**PROVIDED TEXT:**
--- BEGIN ---
LinearRegression(copy_X=True, fit_intercept=True, n_jobs=1, normalize=False)

In [397]:
#Create predictions and evaluate
pred_labels = lr.predict(test_data)
print("Training set score: {:.2f}".format(lr.score(train_data, train_labels)))
print("Test set score: {:.2f}".format(lr.score(test_data, test_labels)))

Training set score: 0.09
Test set score: 0.06


In [398]:
# Look at top scoring words
n = 20
print(lr.coef_.shape)
feature_names = vectorizer.get_feature_names()
top_feats = np.argsort(lr.coef_)[-n:]
print(" ".join(feature_names[j] for j in top_feats))

(9282,)
onside postgame bears siemian shutouts fog pouncey trevathon paxton rehost つ gamblers glennon vance glennon's trevathan ﾉ ¯ postedhyperlinkvalueto=jasie3k&subject=tweetsincommentsbot postedhyperlinkvalueto=%2fr%2fnfl


### Lasso Regression

In [476]:
lasso = Lasso(alpha=0.0002)
lasso.fit(train_data, train_labels)

Lasso(alpha=0.0002, copy_X=True, fit_intercept=True, max_iter=1000,
   normalize=False, positive=False, precompute=False, random_state=None,
   selection='cyclic', tol=0.0001, warm_start=False)

In [477]:
#Create predictions and evaluate
pred_labels = lasso.predict(test_data)
print("Training set score: {:.2f}".format(lasso.score(train_data, train_labels)))
print("Test set score: {:.2f}".format(lasso.score(test_data, test_labels)))
print("Number of features used: {}".format(np.sum(lasso.coef_ != 0)))

Training set score: 0.02
Test set score: 0.02
Number of features used: 83


In [478]:
# Look at top scoring words
m = 20
n = np.sum(lasso.coef_ != 0)
if m < n:
    n = m
print(lasso.coef_.shape)
feature_names = vectorizer.get_feature_names()
top_feats = np.argsort(lasso.coef_)[-n:]
print(" ".join(feature_names[j] for j in top_feats))

(13751,)
won romo season hundley siemian game angle team rodgers broncos mcadoo giants trevathan fumble adams packers gg bears fog glennon


### Ridge Regression

In [461]:
rdg = Ridge()
--- END ---
**WRITTEN EXERCISE A:** Say whether each statement agrees with the notebook excerpt, answering yes or no and quoting the words of the notebook excerpt that decide it: (i) The Lasso model scored 0.02 on the test set. (ii) The Lasso model was created with an alpha of 0.001. (iii) The Lasso model used 83 features.

Entries for pointing at labeled objects
--- BEGIN ---
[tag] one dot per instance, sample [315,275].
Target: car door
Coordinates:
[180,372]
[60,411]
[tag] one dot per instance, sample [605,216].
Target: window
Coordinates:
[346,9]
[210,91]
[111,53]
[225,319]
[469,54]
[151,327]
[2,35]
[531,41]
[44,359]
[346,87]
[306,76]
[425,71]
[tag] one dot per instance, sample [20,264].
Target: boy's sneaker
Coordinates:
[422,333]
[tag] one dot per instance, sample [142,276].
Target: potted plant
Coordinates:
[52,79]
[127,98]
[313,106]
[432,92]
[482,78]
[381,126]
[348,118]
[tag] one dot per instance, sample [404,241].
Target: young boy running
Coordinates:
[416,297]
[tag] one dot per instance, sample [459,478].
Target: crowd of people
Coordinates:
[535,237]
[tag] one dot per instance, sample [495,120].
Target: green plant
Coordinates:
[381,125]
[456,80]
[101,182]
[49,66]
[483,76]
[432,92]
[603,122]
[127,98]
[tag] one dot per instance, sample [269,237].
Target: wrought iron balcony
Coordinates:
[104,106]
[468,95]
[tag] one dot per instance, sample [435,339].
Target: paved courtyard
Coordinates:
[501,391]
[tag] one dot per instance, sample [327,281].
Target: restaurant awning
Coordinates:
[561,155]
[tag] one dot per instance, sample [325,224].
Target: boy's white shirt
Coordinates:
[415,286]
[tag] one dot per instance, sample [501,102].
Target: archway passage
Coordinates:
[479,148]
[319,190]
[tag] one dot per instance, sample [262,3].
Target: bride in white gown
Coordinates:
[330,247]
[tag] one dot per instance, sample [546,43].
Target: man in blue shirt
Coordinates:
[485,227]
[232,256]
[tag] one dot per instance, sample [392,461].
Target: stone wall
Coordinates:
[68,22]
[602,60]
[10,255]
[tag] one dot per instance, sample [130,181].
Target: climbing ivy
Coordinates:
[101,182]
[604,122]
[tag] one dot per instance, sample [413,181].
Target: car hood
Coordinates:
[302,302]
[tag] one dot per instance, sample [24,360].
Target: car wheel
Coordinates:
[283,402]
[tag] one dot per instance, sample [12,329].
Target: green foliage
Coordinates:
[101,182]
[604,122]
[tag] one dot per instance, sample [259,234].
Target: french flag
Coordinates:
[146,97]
--- END ---
**WRITTEN EXERCISE B:** Set down the lines of the rows above without any change and give nothing else. Begin at the line that contains "[tag] one dot per instance, sample [327,281]." and stop after the final line of the rows, including both ends.

**EXPECTED OUTPUT A:**
(i) Yes: "Test set score: 0.02"
(ii) No: "lasso = Lasso(alpha=0.0002)"
(iii) Yes: "Number of features used: 83"

**EXPECTED OUTPUT B:**
[tag] one dot per instance, sample [327,281].
Target: restaurant awning
Coordinates:
[561,155]
[tag] one dot per instance, sample [325,224].
Target: boy's white shirt
Coordinates:
[415,286]
[tag] one dot per instance, sample [501,102].
Target: archway passage
Coordinates:
[479,148]
[319,190]
[tag] one dot per instance, sample [262,3].
Target: bride in white gown
Coordinates:
[330,247]
[tag] one dot per instance, sample [546,43].
Target: man in blue shirt
Coordinates:
[485,227]
[232,256]
[tag] one dot per instance, sample [392,461].
Target: stone wall
Coordinates:
[68,22]
[602,60]
[10,255]
[tag] one dot per instance, sample [130,181].
Target: climbing ivy
Coordinates:
[101,182]
[604,122]
[tag] one dot per instance, sample [413,181].
Target: car hood
Coordinates:
[302,302]
[tag] one dot per instance, sample [24,360].
Target: car wheel
Coordinates:
[283,402]
[tag] one dot per instance, sample [12,329].
Target: green foliage
Coordinates:
[101,182]
[604,122]
[tag] one dot per instance, sample [259,234].
Target: french flag
Coordinates:
[146,97]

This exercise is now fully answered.